(Task details): Pick out each line in the rows below that contains the word "water" and copy those lines.

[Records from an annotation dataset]
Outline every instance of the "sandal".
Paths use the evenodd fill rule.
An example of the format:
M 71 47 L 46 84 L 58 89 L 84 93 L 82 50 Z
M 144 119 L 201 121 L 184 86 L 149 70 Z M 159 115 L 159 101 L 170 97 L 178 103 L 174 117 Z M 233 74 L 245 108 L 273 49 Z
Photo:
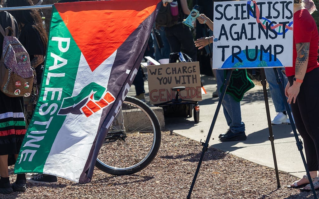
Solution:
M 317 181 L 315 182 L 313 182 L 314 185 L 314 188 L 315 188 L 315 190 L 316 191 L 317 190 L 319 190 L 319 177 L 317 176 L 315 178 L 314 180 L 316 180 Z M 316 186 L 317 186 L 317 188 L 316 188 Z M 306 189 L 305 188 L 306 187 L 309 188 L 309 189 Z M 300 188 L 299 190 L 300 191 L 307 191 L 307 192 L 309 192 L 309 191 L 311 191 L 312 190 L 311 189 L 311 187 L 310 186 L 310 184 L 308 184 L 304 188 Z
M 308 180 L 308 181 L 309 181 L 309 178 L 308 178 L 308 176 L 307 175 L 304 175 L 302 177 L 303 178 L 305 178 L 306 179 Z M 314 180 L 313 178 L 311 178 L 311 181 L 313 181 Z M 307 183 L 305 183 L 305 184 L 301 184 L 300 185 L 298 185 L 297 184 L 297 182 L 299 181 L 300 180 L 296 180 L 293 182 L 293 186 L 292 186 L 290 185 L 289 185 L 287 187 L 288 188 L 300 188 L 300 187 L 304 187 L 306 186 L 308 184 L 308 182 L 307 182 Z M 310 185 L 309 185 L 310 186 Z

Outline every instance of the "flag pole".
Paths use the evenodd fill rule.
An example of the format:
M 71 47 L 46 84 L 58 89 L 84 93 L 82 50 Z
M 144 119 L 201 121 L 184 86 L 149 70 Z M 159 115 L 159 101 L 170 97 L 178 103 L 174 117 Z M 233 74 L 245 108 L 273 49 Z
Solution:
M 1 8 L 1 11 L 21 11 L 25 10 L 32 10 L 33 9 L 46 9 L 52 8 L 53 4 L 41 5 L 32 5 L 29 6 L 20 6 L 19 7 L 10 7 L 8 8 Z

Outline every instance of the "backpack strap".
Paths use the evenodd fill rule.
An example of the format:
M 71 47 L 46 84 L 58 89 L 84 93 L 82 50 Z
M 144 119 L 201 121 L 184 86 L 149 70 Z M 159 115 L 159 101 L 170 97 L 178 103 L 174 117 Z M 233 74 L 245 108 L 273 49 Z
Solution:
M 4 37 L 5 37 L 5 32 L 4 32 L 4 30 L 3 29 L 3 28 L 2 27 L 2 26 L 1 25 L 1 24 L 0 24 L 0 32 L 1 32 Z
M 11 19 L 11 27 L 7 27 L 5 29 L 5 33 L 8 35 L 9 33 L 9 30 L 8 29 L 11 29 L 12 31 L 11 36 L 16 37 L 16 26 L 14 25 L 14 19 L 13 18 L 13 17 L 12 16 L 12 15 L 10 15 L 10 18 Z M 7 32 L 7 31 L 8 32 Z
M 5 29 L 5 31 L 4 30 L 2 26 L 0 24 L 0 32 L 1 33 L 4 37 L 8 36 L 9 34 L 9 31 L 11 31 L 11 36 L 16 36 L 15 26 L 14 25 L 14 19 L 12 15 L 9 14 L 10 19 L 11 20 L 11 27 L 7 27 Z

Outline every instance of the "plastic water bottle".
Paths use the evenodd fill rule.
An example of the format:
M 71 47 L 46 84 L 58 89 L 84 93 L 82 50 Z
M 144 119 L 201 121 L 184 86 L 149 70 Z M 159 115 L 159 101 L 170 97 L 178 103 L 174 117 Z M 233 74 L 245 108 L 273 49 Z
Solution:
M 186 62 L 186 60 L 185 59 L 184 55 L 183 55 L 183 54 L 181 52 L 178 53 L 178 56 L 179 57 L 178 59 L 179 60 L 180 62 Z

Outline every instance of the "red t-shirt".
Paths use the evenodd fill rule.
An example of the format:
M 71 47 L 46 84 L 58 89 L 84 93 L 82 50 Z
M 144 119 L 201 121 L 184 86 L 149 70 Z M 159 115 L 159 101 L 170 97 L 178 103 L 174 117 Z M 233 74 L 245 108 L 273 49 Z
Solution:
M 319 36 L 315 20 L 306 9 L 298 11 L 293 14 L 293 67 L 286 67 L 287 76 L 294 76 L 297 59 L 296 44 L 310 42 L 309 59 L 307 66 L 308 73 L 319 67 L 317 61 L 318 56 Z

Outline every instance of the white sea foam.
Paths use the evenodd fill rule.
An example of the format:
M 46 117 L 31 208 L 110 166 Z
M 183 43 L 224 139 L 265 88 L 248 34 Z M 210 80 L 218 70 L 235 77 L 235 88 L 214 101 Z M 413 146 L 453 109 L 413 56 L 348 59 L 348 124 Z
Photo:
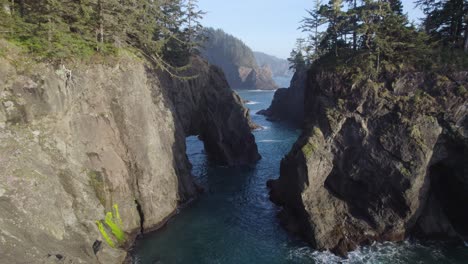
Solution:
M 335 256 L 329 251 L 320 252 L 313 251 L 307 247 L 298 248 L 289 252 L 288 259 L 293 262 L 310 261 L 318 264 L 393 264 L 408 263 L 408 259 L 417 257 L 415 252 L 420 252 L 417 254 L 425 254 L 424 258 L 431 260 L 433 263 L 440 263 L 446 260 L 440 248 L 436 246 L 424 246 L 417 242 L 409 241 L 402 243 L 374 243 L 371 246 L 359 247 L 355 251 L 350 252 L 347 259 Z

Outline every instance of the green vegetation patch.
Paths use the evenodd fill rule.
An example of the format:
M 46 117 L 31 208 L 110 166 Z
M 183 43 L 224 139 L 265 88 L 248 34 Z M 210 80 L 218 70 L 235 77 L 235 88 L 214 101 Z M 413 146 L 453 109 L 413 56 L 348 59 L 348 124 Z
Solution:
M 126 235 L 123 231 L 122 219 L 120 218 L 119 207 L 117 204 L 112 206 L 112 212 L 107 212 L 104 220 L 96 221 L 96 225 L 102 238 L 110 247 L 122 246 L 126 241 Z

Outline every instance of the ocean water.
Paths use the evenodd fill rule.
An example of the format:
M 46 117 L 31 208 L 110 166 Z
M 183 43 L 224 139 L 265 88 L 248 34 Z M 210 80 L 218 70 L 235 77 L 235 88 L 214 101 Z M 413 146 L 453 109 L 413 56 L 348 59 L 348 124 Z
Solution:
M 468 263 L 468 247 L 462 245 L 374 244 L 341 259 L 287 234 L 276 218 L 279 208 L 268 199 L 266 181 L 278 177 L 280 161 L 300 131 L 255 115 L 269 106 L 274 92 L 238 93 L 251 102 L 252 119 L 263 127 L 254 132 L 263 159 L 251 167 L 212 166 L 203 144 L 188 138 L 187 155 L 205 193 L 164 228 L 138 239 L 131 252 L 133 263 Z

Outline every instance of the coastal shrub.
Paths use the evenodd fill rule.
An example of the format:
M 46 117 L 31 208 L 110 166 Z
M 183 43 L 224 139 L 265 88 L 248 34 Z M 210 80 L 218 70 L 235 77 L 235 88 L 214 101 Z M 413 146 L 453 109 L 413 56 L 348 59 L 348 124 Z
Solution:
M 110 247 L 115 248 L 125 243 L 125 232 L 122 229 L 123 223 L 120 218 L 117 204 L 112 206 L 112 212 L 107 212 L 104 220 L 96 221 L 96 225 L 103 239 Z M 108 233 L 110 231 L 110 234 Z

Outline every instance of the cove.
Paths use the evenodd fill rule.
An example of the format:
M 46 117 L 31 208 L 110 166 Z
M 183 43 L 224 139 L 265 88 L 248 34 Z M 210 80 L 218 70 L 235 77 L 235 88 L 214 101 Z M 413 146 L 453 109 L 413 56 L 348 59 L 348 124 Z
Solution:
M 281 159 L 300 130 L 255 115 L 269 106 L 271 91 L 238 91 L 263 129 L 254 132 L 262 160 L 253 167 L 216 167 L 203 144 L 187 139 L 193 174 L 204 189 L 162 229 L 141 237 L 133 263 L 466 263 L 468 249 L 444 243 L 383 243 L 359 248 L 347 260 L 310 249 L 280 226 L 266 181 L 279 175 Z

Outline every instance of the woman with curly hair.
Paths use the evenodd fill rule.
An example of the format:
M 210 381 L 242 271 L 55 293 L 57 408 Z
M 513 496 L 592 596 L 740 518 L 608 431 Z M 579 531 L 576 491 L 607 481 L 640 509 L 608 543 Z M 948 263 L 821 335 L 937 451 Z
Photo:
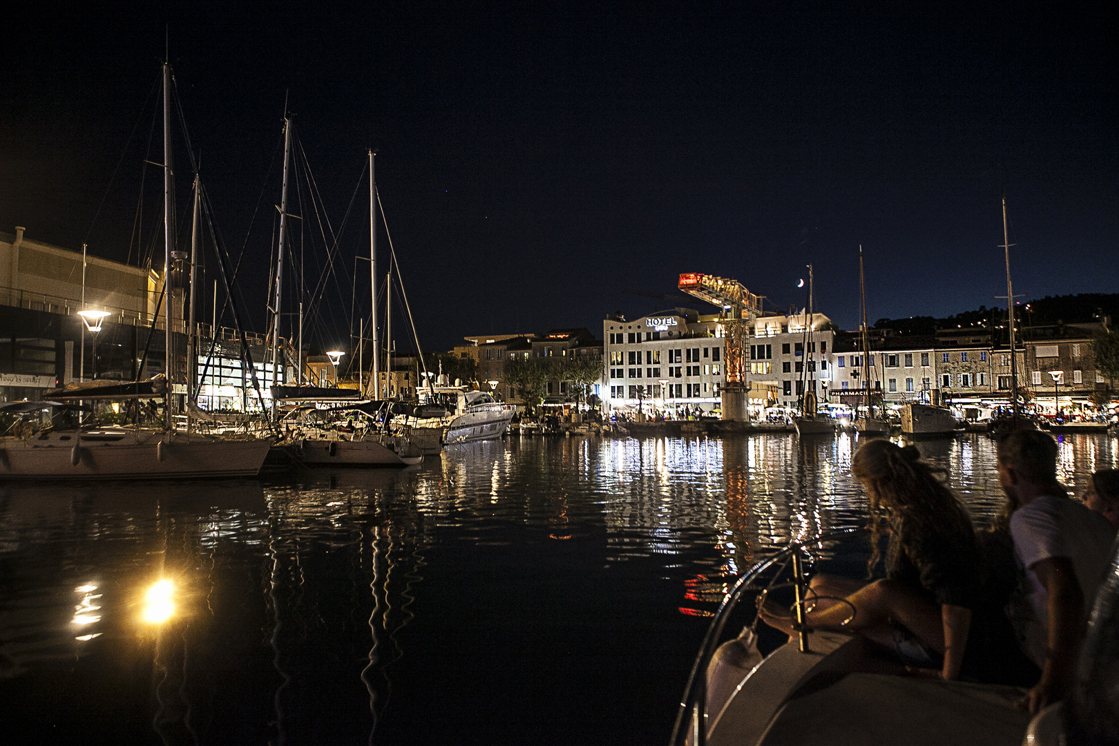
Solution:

...

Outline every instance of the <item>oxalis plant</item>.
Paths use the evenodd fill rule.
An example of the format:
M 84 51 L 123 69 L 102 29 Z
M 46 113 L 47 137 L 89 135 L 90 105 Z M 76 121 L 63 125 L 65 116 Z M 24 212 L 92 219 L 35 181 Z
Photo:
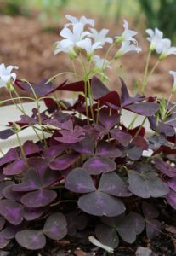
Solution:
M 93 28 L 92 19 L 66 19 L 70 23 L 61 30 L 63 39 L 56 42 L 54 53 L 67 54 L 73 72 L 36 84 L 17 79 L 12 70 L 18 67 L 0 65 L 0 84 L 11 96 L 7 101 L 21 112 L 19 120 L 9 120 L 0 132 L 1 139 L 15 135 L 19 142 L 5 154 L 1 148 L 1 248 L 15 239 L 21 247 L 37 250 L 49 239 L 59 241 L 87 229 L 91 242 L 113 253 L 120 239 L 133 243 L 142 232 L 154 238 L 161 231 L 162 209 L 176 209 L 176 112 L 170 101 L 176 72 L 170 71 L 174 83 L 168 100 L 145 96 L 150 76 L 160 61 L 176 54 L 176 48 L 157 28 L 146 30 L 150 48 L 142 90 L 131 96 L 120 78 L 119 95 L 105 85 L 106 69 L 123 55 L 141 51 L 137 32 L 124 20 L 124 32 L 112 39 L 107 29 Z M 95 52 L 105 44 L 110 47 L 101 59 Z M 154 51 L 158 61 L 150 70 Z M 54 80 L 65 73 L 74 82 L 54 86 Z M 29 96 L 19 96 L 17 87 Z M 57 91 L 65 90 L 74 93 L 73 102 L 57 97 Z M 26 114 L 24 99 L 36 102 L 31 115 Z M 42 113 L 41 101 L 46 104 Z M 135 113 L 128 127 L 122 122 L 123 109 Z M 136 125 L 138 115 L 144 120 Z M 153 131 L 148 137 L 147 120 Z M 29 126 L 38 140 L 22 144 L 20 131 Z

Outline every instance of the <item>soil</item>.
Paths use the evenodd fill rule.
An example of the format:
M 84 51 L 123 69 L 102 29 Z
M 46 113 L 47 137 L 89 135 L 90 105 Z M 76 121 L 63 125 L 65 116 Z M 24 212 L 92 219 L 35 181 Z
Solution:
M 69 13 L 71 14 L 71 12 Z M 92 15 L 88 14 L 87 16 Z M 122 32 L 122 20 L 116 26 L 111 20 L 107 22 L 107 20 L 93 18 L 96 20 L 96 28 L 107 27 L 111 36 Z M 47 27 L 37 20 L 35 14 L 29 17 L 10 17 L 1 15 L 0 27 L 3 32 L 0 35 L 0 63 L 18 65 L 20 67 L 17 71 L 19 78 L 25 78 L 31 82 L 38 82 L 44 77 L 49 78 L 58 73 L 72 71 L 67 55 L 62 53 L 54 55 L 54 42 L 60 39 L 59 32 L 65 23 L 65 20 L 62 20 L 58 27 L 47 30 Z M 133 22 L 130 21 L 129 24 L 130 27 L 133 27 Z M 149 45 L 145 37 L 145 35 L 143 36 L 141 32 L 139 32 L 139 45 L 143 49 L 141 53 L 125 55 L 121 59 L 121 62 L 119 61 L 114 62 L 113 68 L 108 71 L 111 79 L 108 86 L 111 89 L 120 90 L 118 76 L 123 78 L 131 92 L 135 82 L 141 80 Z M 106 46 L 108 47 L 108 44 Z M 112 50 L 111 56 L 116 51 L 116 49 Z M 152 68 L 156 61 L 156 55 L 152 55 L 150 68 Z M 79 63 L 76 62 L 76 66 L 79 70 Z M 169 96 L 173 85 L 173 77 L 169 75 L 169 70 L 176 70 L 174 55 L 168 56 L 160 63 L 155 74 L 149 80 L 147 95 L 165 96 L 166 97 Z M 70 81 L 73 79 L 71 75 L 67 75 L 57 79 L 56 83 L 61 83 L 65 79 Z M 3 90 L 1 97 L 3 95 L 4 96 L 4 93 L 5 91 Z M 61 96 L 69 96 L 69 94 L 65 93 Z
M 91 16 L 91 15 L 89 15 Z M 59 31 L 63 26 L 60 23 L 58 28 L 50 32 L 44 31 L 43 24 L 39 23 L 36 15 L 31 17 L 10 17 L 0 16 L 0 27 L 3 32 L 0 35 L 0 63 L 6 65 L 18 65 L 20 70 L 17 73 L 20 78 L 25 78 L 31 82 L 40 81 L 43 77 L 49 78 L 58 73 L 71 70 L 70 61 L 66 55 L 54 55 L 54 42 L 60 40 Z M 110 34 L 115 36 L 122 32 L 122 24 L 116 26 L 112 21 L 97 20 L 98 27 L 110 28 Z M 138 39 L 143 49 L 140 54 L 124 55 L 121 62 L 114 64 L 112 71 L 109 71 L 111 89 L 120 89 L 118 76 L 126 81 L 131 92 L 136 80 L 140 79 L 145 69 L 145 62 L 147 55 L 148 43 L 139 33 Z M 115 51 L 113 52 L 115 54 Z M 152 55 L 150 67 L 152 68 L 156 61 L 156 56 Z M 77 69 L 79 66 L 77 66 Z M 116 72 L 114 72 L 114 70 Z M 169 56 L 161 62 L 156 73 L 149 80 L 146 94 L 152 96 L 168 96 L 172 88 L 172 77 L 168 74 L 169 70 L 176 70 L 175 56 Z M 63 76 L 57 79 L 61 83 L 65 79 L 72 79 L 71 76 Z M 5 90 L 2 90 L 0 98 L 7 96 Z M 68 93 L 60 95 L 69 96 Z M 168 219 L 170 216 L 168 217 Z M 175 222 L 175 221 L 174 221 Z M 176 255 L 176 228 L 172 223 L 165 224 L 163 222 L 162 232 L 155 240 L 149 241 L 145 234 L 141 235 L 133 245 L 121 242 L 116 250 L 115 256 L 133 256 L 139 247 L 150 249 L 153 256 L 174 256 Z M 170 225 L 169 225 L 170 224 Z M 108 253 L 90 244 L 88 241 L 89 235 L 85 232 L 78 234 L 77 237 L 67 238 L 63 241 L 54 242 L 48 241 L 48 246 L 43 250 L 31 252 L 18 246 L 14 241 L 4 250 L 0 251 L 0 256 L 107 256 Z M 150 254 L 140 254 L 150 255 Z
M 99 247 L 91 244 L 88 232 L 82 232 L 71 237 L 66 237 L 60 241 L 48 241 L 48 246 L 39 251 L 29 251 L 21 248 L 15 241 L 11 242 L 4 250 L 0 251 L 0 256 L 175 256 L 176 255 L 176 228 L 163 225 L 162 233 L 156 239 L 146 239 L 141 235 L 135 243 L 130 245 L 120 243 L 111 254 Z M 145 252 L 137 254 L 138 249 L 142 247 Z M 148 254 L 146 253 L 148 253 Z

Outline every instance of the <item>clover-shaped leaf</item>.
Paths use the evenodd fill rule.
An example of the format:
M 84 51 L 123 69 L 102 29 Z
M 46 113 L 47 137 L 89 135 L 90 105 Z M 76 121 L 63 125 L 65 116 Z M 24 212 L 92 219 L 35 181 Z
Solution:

(Output for this exercise):
Outline every instance of the "plastic water bottle".
Outline every instance of the ocean water.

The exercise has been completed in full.